(Stored items from a collection)

----------------

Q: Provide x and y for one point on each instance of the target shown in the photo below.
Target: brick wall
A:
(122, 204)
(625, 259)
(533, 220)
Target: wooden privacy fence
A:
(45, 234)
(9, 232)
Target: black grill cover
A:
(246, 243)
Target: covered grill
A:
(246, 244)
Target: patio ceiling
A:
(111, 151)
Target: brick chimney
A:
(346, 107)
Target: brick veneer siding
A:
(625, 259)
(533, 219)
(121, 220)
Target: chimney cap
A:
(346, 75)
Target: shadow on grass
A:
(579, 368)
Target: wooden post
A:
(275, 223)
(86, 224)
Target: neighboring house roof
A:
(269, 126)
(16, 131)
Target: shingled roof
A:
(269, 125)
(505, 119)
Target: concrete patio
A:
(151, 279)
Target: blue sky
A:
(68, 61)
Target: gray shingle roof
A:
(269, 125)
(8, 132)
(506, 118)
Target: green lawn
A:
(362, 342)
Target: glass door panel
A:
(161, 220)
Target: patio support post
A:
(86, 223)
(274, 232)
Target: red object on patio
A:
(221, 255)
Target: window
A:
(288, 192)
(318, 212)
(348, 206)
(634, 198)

----------------

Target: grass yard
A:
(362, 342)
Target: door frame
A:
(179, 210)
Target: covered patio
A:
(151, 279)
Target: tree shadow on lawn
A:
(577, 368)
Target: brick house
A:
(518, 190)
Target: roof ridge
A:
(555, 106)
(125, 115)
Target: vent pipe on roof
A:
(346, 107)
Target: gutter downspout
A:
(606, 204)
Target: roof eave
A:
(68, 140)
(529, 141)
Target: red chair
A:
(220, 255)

----------------

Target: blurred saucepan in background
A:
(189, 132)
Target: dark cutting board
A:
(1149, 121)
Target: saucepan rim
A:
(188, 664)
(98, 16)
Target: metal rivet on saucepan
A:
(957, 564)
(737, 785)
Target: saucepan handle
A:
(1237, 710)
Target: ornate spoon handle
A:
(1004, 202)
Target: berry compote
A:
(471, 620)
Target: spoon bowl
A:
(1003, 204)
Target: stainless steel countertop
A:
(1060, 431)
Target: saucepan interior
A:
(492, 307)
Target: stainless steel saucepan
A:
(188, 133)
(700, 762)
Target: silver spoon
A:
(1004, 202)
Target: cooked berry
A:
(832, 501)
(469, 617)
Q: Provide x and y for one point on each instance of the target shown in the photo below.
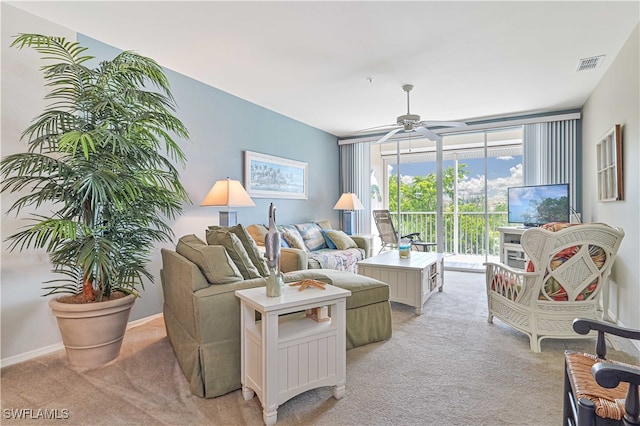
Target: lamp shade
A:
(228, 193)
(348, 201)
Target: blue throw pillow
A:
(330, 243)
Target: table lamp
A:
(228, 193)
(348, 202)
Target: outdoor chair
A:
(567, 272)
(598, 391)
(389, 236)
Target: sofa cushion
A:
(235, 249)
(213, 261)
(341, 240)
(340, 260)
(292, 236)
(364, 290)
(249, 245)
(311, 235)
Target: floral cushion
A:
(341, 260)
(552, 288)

----------------

» TO DO: All lines in the records that contain "grass" are to be copied and returned.

» FINISHED TASK:
Target: shadow on grass
Target: grass yard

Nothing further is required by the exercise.